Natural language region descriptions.
*** Begin section ***
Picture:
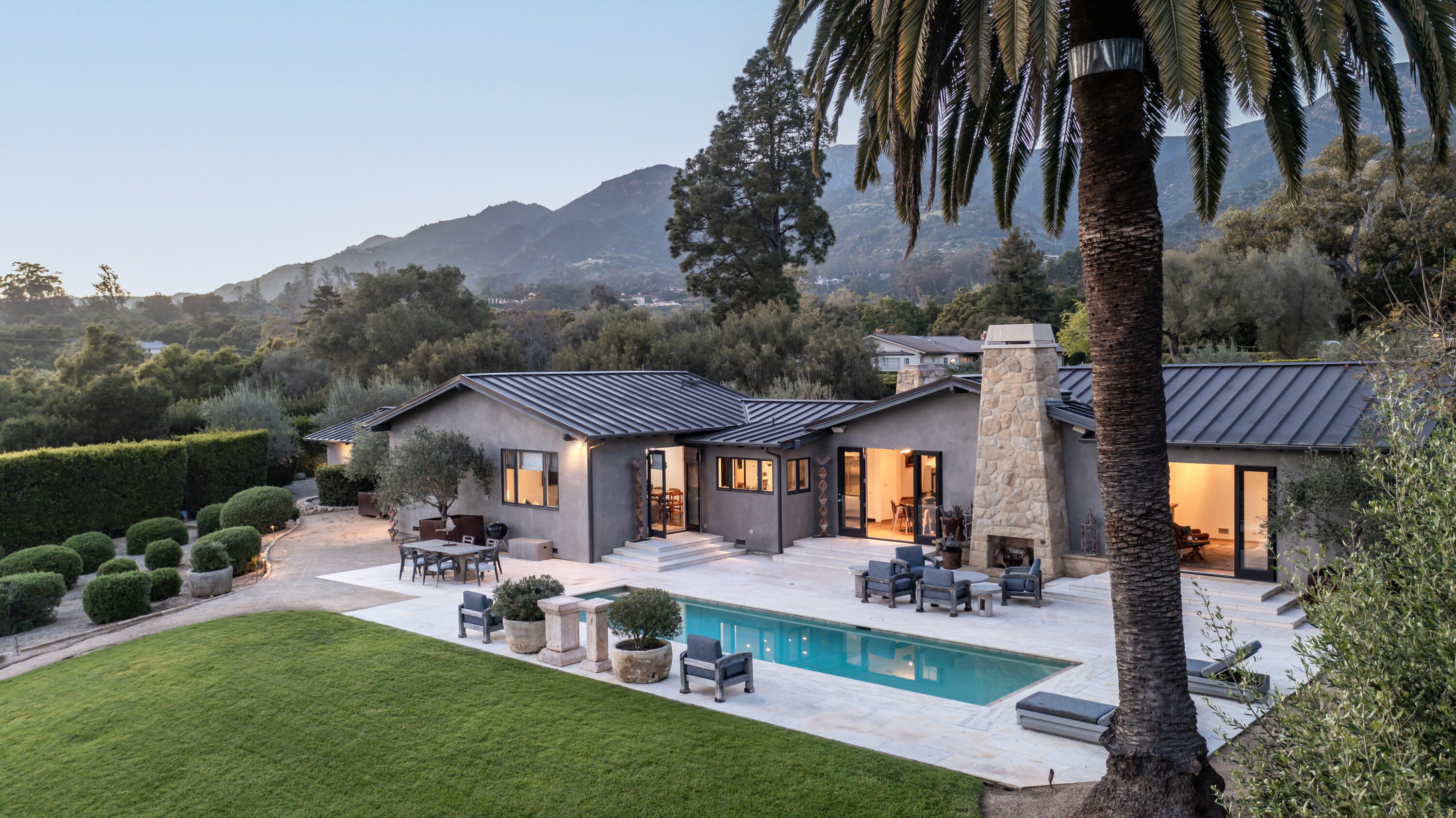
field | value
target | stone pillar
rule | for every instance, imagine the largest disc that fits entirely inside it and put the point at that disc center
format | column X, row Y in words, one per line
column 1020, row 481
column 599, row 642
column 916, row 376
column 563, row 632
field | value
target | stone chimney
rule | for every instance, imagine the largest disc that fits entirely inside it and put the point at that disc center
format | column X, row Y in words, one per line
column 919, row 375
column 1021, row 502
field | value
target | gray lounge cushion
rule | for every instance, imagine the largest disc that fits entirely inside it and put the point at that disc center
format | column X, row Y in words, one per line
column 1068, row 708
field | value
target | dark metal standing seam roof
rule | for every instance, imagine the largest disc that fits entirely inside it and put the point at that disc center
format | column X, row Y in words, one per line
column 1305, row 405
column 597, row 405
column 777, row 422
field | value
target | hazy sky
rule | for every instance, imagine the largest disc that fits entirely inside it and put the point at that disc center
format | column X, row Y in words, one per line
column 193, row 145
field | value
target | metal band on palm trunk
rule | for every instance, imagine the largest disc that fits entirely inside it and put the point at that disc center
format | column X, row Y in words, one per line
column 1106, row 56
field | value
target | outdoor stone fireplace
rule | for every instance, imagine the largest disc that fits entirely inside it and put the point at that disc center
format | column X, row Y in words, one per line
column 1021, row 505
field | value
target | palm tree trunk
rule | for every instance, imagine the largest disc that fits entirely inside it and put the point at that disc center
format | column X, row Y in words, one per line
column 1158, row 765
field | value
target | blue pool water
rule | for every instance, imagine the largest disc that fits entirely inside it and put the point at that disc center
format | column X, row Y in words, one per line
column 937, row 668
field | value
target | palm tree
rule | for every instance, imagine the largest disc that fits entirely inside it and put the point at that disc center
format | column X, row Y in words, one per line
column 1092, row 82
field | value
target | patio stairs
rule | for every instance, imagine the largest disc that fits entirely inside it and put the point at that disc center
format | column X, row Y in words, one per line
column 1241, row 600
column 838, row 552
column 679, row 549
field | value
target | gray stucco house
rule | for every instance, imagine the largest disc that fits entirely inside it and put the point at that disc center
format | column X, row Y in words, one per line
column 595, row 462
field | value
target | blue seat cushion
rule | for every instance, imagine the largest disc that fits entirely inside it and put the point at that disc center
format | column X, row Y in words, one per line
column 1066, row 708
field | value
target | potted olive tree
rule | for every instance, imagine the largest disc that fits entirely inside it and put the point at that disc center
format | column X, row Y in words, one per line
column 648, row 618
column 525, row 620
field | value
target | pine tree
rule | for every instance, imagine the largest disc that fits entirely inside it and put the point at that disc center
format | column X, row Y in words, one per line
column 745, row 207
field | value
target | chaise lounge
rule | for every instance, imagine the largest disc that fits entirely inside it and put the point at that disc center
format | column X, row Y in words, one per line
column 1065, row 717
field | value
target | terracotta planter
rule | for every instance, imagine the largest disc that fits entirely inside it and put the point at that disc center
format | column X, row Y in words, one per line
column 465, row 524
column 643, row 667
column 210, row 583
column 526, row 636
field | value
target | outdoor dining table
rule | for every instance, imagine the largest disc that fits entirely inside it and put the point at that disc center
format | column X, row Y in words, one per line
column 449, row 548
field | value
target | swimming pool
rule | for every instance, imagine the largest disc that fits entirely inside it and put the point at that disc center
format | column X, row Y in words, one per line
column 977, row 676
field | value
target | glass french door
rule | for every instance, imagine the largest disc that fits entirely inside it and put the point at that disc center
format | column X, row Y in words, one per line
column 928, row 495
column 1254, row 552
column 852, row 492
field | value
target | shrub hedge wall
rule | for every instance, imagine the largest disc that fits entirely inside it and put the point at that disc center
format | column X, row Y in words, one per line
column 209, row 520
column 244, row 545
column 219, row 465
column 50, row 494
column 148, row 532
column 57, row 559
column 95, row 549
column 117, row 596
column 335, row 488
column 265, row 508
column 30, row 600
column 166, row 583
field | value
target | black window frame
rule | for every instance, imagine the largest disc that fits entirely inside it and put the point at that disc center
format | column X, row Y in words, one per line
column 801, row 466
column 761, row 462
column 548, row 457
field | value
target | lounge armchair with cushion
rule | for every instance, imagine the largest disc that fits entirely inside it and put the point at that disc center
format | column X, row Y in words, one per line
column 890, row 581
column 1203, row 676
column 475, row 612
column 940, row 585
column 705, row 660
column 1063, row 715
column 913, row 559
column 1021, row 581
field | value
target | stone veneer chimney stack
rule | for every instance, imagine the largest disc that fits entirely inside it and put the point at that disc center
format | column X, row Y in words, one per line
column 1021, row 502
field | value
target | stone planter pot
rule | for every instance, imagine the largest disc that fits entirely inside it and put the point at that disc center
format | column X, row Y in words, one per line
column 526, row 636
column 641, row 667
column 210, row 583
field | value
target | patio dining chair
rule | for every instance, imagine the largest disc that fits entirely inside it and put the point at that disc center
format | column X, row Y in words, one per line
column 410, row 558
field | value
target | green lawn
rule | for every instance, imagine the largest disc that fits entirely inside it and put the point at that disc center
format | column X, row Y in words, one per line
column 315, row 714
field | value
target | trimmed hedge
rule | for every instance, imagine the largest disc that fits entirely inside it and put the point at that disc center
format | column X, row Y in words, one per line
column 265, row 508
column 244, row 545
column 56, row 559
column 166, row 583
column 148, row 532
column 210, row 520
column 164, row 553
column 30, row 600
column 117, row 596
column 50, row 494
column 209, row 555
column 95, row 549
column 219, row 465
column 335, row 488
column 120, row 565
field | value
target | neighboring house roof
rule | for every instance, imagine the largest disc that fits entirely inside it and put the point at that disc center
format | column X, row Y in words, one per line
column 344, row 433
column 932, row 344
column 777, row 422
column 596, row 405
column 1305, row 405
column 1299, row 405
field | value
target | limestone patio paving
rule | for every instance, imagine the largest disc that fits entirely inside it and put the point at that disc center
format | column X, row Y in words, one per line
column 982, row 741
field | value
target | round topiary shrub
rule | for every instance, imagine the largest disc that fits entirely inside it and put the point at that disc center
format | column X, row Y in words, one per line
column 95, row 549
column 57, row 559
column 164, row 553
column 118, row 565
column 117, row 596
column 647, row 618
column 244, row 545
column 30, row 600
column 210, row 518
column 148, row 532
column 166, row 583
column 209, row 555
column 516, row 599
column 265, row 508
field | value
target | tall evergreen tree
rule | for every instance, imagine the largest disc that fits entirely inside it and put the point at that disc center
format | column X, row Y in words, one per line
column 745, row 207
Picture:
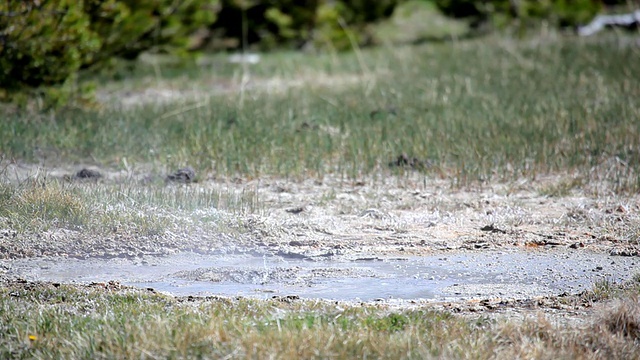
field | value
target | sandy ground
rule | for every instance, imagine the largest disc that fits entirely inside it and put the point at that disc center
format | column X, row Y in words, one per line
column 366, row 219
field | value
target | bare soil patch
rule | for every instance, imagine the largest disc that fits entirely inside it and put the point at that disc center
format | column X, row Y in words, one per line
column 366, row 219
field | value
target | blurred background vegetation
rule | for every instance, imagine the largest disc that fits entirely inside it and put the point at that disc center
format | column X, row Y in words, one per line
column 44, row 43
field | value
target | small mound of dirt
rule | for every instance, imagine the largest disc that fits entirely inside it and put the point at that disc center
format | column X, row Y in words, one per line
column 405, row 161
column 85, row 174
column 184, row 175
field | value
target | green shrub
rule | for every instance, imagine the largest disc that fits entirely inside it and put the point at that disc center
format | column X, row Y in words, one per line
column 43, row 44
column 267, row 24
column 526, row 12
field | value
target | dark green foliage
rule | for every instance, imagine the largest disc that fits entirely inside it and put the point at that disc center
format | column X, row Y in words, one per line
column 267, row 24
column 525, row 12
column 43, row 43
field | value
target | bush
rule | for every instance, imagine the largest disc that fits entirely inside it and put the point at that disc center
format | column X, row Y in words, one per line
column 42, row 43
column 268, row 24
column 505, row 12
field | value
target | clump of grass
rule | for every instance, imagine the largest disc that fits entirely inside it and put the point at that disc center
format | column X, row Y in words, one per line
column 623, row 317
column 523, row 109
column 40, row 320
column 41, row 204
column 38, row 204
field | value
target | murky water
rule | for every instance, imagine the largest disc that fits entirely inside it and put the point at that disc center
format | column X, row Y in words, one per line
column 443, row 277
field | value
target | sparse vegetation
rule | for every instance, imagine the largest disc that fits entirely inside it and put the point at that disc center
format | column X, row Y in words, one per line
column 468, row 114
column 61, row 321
*** End section ***
*** Begin section ***
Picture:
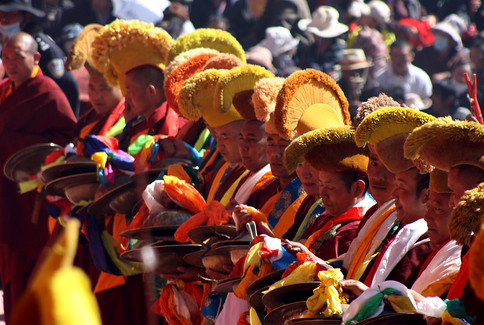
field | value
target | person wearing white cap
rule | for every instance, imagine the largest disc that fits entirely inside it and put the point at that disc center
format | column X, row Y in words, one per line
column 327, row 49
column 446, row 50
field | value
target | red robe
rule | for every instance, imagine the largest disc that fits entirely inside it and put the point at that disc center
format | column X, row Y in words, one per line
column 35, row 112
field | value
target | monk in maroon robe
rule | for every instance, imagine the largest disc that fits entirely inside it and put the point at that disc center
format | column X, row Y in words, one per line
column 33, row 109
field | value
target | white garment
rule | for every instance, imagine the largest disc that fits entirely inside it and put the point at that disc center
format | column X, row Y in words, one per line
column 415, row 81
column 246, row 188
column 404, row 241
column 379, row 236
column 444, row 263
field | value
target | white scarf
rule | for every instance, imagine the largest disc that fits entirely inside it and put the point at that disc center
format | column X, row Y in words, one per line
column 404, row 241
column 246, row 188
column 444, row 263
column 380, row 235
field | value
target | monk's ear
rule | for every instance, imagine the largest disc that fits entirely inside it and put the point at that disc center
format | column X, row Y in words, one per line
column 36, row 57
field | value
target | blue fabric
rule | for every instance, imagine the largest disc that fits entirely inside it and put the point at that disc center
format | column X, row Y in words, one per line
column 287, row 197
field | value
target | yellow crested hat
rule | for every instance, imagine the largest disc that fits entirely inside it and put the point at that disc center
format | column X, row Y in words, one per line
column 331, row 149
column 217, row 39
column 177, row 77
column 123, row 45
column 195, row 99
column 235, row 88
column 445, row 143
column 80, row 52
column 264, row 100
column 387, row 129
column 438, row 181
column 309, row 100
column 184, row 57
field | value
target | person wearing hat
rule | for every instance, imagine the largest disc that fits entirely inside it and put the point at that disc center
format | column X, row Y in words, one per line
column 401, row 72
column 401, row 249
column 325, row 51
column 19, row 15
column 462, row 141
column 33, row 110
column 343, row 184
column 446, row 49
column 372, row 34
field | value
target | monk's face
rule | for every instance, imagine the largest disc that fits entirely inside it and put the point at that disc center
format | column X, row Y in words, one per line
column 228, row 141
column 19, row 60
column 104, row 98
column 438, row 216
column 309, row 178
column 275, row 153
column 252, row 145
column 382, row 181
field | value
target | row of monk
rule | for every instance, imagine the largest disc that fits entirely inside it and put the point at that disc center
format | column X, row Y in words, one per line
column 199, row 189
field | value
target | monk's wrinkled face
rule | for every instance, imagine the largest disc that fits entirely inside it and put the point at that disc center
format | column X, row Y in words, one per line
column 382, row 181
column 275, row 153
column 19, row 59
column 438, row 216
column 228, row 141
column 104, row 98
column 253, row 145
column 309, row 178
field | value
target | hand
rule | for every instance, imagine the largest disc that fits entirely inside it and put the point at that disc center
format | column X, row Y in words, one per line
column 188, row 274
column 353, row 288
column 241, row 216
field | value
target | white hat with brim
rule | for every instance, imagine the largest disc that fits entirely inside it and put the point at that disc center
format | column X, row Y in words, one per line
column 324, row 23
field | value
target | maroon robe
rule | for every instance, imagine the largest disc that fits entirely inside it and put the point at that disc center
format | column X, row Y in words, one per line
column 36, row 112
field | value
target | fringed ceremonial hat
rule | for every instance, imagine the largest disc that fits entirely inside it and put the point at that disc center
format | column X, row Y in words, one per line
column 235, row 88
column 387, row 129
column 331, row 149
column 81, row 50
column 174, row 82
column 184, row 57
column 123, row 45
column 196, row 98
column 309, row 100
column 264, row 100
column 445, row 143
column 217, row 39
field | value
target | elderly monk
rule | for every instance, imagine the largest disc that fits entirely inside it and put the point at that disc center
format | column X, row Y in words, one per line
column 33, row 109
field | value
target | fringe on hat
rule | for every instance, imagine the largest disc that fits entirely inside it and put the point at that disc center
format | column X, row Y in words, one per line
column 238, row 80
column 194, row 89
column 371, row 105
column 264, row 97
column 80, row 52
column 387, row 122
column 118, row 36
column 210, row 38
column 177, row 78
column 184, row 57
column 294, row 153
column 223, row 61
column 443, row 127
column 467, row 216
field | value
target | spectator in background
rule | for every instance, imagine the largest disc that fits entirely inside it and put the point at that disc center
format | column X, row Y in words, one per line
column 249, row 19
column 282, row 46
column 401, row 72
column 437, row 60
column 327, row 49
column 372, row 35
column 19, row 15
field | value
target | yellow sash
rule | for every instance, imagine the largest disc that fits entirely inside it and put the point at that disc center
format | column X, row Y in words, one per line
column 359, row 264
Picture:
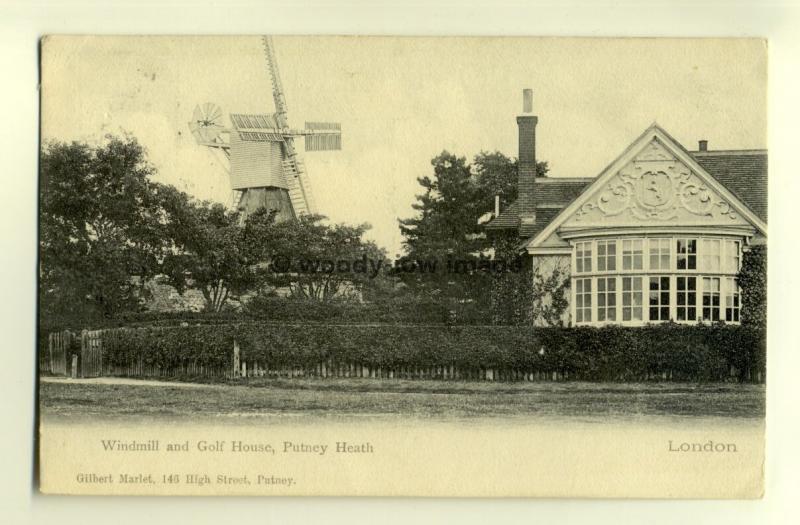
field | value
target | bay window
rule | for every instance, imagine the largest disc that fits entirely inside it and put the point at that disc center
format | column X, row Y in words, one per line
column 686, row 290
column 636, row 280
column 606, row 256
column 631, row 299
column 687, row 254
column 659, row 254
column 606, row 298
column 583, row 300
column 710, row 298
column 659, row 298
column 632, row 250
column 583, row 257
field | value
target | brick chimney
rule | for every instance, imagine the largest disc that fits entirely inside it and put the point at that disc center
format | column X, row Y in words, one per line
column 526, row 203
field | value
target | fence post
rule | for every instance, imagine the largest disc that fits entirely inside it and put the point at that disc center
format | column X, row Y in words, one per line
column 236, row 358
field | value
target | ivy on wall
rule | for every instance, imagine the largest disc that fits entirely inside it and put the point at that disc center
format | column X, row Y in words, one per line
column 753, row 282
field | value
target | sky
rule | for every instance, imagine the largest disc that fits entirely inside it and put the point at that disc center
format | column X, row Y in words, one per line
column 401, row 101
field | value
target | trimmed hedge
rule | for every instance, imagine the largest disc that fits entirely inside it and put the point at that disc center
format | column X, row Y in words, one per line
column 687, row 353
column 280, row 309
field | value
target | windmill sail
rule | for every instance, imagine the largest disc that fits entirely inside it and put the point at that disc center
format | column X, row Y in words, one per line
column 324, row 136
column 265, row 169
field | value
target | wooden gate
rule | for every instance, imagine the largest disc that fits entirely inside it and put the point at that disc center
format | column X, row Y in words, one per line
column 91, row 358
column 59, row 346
*** End section ***
*** Begin section ***
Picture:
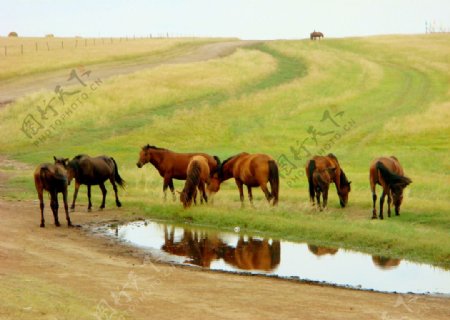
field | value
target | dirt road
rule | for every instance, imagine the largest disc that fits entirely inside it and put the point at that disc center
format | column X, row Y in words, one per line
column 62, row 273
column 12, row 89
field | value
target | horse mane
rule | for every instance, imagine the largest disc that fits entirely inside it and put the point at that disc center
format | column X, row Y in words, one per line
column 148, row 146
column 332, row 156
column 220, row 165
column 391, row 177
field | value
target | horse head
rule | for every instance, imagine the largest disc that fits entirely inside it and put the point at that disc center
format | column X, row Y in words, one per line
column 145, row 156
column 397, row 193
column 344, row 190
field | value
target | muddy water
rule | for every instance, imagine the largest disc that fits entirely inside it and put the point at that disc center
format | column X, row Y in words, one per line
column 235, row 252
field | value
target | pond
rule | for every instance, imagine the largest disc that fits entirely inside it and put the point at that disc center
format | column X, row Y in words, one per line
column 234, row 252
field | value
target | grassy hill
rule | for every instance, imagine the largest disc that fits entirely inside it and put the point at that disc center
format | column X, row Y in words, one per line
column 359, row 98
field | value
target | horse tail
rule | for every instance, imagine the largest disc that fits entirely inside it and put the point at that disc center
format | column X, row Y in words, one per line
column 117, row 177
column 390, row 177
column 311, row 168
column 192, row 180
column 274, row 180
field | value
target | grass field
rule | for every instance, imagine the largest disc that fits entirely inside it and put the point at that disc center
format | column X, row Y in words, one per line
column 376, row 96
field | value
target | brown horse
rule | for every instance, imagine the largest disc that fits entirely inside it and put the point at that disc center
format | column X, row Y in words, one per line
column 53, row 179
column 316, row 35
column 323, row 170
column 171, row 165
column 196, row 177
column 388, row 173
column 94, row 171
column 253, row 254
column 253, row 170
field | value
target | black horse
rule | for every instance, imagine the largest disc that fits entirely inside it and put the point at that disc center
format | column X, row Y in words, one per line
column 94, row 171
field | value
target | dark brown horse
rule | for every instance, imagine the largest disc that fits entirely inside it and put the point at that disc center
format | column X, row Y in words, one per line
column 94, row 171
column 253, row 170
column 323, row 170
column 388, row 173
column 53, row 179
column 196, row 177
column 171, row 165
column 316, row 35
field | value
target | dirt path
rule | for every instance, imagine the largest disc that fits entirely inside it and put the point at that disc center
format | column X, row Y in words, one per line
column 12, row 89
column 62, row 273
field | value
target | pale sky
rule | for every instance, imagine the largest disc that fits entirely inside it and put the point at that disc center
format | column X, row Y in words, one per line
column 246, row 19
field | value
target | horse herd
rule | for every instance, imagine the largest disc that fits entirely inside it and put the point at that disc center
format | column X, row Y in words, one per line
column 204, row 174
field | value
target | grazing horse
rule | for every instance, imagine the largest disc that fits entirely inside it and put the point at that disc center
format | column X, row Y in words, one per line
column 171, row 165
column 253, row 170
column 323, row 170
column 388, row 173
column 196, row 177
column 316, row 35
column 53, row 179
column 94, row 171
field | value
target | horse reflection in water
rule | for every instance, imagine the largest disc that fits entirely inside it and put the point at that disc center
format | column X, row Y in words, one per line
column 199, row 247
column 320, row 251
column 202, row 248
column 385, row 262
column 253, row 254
*** End section ***
What you are asked to do.
Answer with a number alone: how many lines of the records contain the string "chimney"?

Result below.
3